# Exercise task:
Pull out each line of the records below containing the string "Target", matching case exactly.

+++++

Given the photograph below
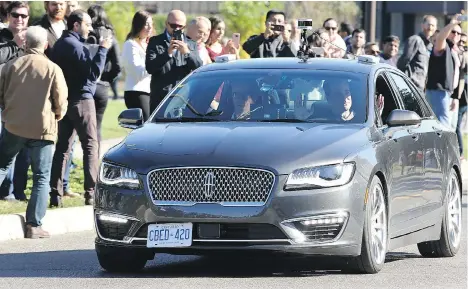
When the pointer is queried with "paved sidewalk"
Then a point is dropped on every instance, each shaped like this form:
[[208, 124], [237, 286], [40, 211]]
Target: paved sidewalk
[[465, 177]]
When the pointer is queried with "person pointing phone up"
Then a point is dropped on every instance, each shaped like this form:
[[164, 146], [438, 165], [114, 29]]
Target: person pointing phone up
[[274, 42]]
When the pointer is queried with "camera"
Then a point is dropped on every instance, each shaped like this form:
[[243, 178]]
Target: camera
[[177, 34], [304, 24], [276, 27]]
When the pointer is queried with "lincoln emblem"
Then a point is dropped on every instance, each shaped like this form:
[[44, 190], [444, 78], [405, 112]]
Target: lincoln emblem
[[209, 185]]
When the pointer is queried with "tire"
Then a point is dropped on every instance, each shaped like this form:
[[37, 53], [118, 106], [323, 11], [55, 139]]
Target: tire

+++++

# Solution for this exercise:
Target: paved sidewalk
Target: person pointing phone up
Target: camera
Target: lincoln emblem
Target: tire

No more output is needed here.